* Tâches à faire
A. Extrayez toutes les lignes qui contiennent le mot « lighthouse ».
B. Poursuivez le texte sur l'évaluation des besoins de l'enfant et de l'intervention du service, en reprenant après sa dernière phrase.

* Extrait source
::::

Développement de l’enfant :

  • Santé (sommeil, somatisation, addiction, autres)
  • Identité (lien d’attachement, estime de soi, reconnaissance, culturelle)
  • Comportement (émotif, intellectuel, social, apprentissage, stimulation)
  • Relation (père, mère, fratrie, famille élargie, amicale, service)

L’intervention du service :

  • Mesure (compréhension, acceptation, confiance, investissement)
  • Service (sollicitation astreintes, sollicitation psy et AF, visite à domicile)
  • Soutien (aide matérielle, rôle éducatif, parentalité, relationnel)
  • Partenaires (TISF, CMS, CMPP, ASE, autre)

L’évaluation reposait sur le degré de mobilisation (avec suppléance, avec soutien, sans soutien) ou sur la satisfaction des besoins (peu satisfaisant, moyennement satisfaisant, non satisfaisant). Naturellement, cette évaluation gardait l’esprit d’une analyse partagée entre les professionnels, les parents et l’enfant.  Nous pouvons cependant y voir de nombreux défauts, à commencer la redondance de certains indicateurs, l’enfermement dans des dimensions perméables, la légèreté des degrés évaluatifs. Mais je pense que le plus gros défaut réside sur sa finalité qui a complètement dévié de sa trajectoire initiale, celle de penser la notion de danger, celle d’évaluer le risque. Nous pouvons y trouver à la rigueur quelques clignotants d’alerte sur des potentiels risques décris dans les thématiques. Néanmoins, un autre paramètre apparait, celui de la place du service tout au long de l’accompagnement, de son interaction dans le processus de changement, d’amélioration des conditions d’éducation de l’enfant et de la réponse parentale à ses besoins. Si la réponse aux besoins de l’enfant doit être croisée avec la capacité des parents à y répondre, alors dans le cadre d’une action de suppléance parentale de l’institution, sa réponse aux besoins de l’enfant doit également faire état de son intervention.

L’institution ne serait-elle pas en définitive que le relai, que la simple propagation des valeurs normatives de la société et quid de la transmission de celles des parents ? Dans quelle mesure cet écart entre valeurs institutionnelles et parentales peut-il porter atteinte au développement de l’enfant ? Le rôle de l’institution vise-t-il à faciliter la compréhension des parents quant aux besoins de leur enfant ou de pointer les risques de danger éventuels à des fins de protection ? Lequel de ces deux rôles serait le plus efficient et facilitateur d’entendement pour atteindre les objectifs préalablement définis ? La complexité des situations nous amène à répondre que ce n’est pas l’un ou l’autre mais l’un et l’autre dans toute sa complémentarité. Paradoxalement, le consensus des besoins fondamentaux insiste sur le méta-besoin de sécurité mais il se refuse à toute hiérarchie privilégiant une vue d’ensemble des interdépendances des besoins.

::::

* Données extraites
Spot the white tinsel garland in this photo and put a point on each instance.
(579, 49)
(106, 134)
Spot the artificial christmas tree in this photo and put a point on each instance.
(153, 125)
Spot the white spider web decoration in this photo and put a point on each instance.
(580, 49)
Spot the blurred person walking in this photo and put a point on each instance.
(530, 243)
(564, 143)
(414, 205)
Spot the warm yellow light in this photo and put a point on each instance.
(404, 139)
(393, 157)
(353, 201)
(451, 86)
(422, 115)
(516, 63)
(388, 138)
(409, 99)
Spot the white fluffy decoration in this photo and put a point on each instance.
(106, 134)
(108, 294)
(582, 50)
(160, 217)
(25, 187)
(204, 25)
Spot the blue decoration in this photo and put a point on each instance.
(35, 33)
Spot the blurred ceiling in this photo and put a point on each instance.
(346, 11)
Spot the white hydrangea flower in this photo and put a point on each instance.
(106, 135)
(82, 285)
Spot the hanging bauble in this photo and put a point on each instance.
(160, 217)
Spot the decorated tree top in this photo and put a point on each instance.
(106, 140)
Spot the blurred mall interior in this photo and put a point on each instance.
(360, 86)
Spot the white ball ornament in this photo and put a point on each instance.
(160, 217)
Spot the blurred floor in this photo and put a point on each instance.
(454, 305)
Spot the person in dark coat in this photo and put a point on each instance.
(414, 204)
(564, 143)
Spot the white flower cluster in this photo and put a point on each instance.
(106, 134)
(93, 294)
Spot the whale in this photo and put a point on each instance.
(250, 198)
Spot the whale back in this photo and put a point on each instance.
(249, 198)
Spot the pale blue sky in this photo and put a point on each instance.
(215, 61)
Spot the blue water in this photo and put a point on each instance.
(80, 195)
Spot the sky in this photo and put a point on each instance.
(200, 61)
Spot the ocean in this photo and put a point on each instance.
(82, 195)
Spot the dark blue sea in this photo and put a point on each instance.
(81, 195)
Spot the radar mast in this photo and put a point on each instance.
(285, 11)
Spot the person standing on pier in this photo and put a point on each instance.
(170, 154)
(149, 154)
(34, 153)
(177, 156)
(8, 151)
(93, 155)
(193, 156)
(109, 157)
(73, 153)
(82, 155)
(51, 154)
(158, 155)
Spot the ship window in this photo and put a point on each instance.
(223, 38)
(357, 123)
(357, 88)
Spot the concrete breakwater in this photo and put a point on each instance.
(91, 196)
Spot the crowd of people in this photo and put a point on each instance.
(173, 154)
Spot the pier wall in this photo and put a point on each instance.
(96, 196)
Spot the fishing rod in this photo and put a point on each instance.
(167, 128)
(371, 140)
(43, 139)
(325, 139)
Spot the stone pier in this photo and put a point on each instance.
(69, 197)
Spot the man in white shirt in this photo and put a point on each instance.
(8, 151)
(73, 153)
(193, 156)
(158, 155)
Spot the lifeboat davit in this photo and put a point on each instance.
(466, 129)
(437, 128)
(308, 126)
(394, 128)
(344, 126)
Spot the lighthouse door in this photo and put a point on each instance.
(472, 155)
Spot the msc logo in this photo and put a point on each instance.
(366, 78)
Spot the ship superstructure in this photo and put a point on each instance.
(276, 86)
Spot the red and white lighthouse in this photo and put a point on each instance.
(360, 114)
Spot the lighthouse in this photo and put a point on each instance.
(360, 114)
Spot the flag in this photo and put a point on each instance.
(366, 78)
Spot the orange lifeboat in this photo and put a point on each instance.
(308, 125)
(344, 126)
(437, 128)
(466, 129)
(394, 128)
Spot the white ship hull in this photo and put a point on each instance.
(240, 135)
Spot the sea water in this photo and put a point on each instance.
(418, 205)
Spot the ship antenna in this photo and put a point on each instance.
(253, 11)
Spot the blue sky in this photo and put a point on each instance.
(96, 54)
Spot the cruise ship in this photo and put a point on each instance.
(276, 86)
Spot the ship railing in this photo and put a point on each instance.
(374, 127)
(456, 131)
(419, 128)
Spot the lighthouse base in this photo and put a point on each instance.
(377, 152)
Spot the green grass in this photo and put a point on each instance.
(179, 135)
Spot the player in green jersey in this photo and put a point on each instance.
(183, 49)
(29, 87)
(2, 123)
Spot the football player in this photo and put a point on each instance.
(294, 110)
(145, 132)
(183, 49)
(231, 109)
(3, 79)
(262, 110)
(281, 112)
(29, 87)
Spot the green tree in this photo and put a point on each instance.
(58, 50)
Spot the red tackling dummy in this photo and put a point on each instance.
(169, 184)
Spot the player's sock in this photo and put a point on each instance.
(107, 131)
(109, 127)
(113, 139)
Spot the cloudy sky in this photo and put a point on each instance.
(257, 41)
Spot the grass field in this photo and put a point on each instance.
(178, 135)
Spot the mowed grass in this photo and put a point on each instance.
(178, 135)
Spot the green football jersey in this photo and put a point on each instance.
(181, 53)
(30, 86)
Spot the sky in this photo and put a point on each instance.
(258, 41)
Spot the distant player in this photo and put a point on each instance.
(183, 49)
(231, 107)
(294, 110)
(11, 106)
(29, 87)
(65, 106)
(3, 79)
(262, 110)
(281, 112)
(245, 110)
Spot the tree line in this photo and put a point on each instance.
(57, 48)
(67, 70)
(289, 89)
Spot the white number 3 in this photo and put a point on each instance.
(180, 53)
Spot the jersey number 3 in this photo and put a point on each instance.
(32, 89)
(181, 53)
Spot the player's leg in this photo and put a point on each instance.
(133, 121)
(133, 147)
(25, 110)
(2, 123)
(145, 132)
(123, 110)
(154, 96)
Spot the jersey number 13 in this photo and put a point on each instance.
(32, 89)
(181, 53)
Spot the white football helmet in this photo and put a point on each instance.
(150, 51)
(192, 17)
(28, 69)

::::

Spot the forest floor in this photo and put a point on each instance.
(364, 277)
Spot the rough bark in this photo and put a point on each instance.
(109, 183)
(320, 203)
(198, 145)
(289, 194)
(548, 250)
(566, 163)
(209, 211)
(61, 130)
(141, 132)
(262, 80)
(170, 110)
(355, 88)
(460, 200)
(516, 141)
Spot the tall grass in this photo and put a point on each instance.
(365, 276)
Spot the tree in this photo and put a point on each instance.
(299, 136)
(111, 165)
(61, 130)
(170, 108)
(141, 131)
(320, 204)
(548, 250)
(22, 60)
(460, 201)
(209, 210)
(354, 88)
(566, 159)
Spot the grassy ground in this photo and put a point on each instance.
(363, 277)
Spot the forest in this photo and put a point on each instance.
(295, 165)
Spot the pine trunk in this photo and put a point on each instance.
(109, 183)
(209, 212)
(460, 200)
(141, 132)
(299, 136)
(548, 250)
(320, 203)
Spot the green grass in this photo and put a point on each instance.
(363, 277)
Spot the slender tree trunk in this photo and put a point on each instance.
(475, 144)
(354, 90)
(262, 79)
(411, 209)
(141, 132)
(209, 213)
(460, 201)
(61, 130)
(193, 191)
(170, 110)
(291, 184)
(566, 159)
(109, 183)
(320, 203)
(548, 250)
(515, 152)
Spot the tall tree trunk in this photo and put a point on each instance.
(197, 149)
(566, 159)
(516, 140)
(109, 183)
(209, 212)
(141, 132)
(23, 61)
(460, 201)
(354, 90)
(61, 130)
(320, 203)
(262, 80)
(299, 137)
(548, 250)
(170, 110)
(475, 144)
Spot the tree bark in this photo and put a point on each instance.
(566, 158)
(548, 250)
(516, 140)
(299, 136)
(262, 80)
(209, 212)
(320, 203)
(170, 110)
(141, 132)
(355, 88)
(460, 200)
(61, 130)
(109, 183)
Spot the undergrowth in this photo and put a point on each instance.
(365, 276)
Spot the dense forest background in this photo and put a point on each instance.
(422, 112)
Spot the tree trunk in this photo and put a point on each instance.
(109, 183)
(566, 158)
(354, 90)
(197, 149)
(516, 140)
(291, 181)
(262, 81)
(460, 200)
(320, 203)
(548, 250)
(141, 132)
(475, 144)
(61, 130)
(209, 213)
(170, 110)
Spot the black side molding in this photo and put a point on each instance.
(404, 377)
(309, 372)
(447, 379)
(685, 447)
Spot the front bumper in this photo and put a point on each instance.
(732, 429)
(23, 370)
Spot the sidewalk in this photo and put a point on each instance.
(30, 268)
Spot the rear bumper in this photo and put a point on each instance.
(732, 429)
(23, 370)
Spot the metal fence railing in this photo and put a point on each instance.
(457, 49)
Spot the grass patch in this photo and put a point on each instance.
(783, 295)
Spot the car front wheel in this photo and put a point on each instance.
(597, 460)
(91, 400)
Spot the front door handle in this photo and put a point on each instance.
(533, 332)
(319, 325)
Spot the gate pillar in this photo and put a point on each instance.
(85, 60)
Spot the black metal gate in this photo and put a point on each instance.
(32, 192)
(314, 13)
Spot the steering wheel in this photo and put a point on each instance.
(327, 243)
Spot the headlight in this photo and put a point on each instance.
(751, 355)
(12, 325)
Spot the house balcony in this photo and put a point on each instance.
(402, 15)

::::

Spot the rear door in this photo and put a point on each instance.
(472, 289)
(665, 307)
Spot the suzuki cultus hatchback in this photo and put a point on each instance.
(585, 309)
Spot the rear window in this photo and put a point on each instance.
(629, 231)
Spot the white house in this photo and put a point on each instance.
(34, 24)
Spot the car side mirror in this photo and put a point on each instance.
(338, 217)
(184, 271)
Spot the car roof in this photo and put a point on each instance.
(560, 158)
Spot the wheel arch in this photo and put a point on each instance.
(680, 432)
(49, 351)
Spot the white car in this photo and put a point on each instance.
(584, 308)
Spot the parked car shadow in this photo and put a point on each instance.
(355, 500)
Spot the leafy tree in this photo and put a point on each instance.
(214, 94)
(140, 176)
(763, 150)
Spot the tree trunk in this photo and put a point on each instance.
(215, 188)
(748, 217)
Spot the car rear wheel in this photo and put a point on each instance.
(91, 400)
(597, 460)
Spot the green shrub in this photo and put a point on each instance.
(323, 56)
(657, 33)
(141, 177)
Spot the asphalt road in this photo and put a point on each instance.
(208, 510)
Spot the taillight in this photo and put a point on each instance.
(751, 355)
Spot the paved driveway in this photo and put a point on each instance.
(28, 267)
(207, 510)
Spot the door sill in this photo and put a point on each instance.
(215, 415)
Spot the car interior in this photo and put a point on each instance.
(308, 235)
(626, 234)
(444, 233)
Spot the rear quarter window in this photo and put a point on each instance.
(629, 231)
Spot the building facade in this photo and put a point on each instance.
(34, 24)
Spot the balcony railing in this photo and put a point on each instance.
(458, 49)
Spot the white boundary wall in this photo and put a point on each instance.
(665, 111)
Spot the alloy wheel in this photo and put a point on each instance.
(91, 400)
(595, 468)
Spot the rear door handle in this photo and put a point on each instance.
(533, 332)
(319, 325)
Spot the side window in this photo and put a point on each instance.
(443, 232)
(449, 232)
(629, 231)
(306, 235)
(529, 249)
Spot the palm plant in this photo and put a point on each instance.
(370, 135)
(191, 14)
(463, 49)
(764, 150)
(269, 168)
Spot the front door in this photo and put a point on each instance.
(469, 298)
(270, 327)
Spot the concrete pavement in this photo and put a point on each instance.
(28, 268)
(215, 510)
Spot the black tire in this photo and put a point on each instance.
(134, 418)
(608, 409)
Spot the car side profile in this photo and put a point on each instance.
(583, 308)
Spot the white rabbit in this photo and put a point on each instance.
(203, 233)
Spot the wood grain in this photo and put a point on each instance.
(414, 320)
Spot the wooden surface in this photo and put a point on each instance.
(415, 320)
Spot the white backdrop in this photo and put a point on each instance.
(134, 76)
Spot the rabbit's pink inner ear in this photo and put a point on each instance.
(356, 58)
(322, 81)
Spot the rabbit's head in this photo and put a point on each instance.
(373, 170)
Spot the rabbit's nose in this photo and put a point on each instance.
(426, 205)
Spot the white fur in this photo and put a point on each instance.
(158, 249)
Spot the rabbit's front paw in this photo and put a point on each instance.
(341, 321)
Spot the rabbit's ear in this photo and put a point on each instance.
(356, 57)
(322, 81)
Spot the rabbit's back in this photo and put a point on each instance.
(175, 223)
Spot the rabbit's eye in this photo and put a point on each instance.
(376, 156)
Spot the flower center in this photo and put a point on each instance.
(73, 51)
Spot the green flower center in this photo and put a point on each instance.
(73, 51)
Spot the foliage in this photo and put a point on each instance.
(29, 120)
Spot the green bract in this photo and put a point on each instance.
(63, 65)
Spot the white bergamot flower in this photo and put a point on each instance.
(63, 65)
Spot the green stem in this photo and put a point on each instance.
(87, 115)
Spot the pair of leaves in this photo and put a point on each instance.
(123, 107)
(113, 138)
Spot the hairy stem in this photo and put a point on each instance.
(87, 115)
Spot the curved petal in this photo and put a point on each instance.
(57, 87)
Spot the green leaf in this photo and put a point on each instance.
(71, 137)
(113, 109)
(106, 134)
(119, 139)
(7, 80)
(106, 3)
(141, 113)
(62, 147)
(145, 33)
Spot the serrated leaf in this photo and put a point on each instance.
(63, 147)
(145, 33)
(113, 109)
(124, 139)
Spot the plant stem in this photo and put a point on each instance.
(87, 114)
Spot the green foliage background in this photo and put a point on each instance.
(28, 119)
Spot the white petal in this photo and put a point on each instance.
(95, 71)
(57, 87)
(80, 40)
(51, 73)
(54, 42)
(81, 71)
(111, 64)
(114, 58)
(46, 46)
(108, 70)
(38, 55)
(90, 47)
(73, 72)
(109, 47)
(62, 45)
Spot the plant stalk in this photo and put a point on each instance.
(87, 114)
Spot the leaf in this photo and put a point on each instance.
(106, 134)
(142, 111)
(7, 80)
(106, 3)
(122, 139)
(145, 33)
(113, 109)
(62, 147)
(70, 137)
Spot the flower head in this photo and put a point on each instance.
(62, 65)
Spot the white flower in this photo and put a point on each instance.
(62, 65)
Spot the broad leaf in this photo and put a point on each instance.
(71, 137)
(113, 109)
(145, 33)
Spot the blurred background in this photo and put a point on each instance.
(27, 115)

::::

* Tâches résolues
A.
Spot the lighthouse door in this photo and put a point on each instance.
Spot the red and white lighthouse in this photo and put a point on each instance.
Spot the lighthouse in this photo and put a point on each instance.
Spot the lighthouse base in this photo and put a point on each instance.

B.
C’est pourquoi, la hiérarchisation des besoins stricto sensu ne fait plus consentement, mais persiste toutefois par une échelle temporelle, en précisant que ces besoins évoluent avec l’âge en prenant pour exemple l’enfant de cinq ans dont le besoin de stabilité des personnes et des lieux est prioritaire. Nous la retrouvons à travers la hiérarchie des générations qui doit éviter de chercher un équilibre entre les besoins des enfants et les besoins des adultes, le premier restant prioritaire. Le médecin Michel Berger précise au final le « besoin de continuité, d’un adulte stable physiquement et émotionnellement, continuité des décisions judiciaires protectrices, des professionnels référents, de la famille d’accueil si placement [8]».

Au vu de la multitude et de la normalisation prépondérante à cette notion de besoin, la critique semble donc envisageable, parce qu’elle est assujettie principalement à différents regards disciplinaires (psychanalyse, médecine, pédagogique, psychologie), qui malgré certaines similitudes, ne concordent pas. Il en résulte donc toute la complexité de cette notion qui provient de l’interaction à la fois, de l’enfant, du milieu familial, de l’environnement et de la société. Mais au final, la plus grande lacune du législateur, qui s’est adjugé cette notion pour intervertir la place de chacun et remonter ainsi l’enfant au cœur des préoccupations, est de rendre invisible la spécificité des enfants relevant de la PDE. La démarche de consensus vient combler ce manque, et préciser les besoins spécifiques propres à ce secteur.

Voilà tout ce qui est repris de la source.